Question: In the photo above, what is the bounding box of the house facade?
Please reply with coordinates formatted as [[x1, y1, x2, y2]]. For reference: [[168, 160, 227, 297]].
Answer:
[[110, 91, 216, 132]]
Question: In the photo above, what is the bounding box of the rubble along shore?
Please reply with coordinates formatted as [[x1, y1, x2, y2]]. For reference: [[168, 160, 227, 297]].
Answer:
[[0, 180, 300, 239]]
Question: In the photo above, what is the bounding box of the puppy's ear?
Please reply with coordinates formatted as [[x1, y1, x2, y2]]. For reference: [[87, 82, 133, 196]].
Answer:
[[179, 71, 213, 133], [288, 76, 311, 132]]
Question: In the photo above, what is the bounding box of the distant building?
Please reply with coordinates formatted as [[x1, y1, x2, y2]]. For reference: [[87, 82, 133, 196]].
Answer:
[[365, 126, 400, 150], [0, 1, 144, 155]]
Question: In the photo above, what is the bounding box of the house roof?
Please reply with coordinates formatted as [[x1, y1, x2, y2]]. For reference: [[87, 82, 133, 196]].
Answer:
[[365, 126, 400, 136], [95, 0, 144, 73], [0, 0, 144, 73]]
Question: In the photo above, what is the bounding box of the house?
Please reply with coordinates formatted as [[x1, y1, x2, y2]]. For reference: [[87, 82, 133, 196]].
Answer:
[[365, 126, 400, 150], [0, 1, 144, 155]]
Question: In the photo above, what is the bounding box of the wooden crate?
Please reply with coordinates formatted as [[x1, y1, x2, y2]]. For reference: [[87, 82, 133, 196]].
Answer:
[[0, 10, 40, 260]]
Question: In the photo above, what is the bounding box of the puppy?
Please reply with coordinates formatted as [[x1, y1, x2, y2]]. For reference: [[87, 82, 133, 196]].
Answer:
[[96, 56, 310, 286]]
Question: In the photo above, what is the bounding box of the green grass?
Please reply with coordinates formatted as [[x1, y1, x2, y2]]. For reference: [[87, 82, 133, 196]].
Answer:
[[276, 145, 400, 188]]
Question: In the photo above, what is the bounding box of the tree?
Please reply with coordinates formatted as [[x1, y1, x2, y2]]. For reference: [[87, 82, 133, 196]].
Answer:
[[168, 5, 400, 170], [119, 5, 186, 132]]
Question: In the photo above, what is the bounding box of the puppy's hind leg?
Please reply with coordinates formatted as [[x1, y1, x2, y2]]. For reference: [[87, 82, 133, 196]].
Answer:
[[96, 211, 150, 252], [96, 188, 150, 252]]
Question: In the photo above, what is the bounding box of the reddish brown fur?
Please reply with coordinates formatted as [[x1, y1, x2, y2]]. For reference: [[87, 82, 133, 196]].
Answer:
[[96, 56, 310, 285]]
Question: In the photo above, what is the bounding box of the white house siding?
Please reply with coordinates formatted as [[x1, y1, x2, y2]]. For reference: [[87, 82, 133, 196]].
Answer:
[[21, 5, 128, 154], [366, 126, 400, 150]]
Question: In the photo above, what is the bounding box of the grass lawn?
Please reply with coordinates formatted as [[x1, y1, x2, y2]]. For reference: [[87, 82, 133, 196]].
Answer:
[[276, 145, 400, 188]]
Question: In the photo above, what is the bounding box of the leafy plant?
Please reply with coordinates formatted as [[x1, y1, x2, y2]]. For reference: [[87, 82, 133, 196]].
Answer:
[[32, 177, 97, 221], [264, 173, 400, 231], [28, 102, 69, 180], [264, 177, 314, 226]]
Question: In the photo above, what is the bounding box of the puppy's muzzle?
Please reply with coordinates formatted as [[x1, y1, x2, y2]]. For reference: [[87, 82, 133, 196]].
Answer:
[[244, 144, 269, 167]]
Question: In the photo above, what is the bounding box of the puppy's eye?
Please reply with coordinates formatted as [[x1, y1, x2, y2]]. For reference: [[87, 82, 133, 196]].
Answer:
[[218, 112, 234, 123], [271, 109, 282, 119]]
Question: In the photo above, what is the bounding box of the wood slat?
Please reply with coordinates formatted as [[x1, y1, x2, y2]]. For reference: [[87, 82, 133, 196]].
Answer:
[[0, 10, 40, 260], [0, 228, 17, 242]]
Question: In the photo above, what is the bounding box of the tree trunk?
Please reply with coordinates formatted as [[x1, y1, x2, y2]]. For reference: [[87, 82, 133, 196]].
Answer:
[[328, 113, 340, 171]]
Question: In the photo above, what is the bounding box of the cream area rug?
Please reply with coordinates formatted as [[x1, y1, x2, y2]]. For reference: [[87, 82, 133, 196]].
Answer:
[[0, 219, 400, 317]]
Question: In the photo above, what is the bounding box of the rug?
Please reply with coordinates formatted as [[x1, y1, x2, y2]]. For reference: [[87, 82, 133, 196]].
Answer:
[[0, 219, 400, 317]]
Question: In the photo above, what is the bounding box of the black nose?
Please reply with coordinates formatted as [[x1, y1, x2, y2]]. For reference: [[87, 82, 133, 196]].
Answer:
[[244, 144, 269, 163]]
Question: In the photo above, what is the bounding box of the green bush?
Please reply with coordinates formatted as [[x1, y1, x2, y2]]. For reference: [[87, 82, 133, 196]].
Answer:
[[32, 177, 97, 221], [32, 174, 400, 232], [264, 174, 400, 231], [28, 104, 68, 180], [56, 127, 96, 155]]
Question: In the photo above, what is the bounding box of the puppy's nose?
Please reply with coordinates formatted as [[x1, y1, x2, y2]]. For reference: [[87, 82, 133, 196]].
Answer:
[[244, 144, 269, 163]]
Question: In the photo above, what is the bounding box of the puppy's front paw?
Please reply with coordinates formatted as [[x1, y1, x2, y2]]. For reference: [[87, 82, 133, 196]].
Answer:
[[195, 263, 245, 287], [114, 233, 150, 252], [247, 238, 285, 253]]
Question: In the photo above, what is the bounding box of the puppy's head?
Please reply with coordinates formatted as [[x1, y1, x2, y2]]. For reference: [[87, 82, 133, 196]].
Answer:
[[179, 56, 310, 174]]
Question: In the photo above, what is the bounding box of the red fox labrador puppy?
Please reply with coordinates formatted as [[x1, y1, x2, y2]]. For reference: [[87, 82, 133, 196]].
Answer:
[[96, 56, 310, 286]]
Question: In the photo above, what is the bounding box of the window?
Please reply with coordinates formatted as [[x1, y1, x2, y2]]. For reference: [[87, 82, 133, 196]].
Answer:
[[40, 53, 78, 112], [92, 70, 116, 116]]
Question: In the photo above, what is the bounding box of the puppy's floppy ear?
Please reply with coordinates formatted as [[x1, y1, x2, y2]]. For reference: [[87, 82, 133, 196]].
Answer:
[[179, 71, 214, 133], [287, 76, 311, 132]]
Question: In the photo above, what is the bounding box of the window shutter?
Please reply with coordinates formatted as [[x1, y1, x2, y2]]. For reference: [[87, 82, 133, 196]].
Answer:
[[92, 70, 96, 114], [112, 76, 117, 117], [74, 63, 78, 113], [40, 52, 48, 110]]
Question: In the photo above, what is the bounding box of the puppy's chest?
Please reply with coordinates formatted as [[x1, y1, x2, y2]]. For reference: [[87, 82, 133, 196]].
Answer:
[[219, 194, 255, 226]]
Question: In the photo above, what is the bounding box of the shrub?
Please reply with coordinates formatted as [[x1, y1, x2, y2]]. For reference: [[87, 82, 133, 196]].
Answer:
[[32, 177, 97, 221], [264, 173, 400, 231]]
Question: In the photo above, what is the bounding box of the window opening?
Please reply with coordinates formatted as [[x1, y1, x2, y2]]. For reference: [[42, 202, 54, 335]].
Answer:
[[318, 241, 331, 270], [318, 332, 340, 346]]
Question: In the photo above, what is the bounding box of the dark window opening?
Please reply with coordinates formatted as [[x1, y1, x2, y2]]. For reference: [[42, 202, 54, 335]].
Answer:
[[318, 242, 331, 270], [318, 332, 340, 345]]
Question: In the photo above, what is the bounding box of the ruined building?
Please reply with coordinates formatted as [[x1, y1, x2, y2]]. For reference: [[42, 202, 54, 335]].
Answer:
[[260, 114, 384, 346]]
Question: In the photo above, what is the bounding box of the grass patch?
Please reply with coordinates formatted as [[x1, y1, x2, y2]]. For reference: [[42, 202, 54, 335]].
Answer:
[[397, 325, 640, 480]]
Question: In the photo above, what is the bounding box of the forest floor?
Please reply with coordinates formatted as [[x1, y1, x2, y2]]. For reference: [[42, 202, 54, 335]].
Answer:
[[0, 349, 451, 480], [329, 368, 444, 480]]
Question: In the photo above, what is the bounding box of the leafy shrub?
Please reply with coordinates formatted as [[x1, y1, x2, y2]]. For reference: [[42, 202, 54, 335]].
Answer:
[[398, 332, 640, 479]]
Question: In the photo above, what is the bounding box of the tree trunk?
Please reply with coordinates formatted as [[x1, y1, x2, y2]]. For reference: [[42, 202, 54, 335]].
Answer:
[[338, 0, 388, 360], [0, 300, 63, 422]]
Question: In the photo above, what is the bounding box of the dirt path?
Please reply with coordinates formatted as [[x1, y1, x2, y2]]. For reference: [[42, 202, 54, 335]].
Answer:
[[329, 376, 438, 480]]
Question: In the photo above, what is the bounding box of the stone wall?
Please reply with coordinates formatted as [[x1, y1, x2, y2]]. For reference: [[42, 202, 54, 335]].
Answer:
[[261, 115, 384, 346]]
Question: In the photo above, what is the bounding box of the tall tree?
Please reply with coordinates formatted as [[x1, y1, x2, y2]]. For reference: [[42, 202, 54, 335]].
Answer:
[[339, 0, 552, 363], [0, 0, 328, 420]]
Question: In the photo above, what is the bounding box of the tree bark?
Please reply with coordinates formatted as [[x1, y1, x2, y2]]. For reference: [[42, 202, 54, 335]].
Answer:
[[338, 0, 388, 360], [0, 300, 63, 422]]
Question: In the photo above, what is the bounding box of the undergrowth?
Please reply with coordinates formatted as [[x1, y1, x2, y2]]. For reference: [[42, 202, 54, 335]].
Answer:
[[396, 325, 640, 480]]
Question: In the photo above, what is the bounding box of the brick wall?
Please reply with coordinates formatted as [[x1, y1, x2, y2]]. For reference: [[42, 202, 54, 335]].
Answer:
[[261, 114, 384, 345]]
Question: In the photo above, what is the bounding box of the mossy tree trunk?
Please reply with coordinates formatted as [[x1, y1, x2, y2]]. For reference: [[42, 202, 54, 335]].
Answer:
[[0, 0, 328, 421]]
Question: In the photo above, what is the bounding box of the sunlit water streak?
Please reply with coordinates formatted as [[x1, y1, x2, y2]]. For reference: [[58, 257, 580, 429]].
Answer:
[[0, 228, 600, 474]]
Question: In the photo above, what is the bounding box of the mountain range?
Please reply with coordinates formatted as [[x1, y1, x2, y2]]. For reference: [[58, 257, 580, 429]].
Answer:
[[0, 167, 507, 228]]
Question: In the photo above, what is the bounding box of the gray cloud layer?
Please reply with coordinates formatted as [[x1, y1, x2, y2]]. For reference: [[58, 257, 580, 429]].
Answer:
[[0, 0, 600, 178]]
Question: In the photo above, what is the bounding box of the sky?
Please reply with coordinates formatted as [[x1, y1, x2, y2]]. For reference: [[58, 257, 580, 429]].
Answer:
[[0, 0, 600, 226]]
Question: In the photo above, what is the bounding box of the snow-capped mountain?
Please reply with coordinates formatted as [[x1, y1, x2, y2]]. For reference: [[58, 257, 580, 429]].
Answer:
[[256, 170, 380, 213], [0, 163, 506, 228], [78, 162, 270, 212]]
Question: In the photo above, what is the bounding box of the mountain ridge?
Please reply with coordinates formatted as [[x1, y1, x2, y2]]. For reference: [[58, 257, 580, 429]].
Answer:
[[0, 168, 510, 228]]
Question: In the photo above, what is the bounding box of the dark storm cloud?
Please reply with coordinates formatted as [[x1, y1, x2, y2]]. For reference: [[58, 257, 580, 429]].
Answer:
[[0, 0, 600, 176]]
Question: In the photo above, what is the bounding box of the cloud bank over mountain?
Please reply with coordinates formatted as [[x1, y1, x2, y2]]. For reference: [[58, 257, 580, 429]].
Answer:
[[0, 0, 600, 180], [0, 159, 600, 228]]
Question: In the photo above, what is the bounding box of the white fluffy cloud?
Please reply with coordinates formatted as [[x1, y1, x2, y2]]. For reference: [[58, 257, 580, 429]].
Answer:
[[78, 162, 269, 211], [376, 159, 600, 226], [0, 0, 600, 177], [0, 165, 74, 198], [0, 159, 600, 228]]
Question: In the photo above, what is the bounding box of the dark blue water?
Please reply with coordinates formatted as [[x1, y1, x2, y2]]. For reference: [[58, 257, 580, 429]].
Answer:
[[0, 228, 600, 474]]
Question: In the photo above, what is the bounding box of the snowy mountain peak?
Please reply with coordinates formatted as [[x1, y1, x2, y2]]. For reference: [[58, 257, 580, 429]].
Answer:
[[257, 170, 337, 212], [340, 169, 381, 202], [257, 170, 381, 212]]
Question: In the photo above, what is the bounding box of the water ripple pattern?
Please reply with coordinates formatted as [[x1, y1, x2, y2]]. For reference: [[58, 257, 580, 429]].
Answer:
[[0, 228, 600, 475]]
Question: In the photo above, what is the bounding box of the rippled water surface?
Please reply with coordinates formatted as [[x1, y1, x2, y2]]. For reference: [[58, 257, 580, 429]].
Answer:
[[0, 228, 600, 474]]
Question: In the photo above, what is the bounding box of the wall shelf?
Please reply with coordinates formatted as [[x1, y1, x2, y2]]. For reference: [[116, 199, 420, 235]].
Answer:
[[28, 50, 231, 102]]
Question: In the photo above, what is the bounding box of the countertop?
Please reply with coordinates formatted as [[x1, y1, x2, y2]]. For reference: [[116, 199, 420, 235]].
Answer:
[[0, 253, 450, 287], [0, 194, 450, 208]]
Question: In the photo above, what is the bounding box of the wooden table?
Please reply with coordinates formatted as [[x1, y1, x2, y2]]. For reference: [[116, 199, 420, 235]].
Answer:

---+---

**WORK TO COMPLETE**
Please copy the records again, beginning at the line that contains "the grass lawn?" and stopping after the line that contains "[[328, 113, 340, 171]]", and substitute "wooden plank" for "wood slat", leaving everything else unchanged.

**WORKED ANSWER**
Question: In the photo above, what is the bounding box of the grass lawn?
Please reply with coordinates formatted as [[x1, y1, x2, y2]]. For reference: [[87, 82, 133, 196]].
Answer:
[[276, 145, 400, 188]]
Question: In the photo above, what is the bounding box of the leafy plant?
Please reply with coordinates formatted as [[x1, y1, x2, y2]]. For reference: [[87, 82, 133, 196]].
Answer:
[[32, 177, 97, 221], [264, 173, 400, 231], [28, 102, 69, 180], [264, 177, 314, 226]]
Question: In the photo above, what is the bounding box of the puppy's muzzle?
Please reply with coordinates formatted as [[x1, y1, x2, y2]]. For reference: [[87, 82, 133, 196]].
Answer:
[[244, 144, 269, 167]]
Question: In the photo above, what is the bounding box of the puppy's eye?
Please reply with coordinates formatted as [[x1, y1, x2, y2]]. For reference: [[87, 82, 133, 196]].
Answer:
[[218, 112, 234, 123], [271, 109, 282, 119]]
Question: In the photo above, what is the bounding box of the wooden plank?
Please reply with coordinates formatted as [[x1, y1, x2, y2]]. For reference: [[87, 82, 133, 196]].
Answer:
[[0, 10, 40, 260], [0, 228, 17, 242]]
Question: In the photo above, what is the bounding box of the tree trunk?
Please reply with coordinates formatted as [[x1, y1, x2, y2]]. For reference: [[87, 82, 133, 196]].
Answer:
[[328, 113, 340, 171]]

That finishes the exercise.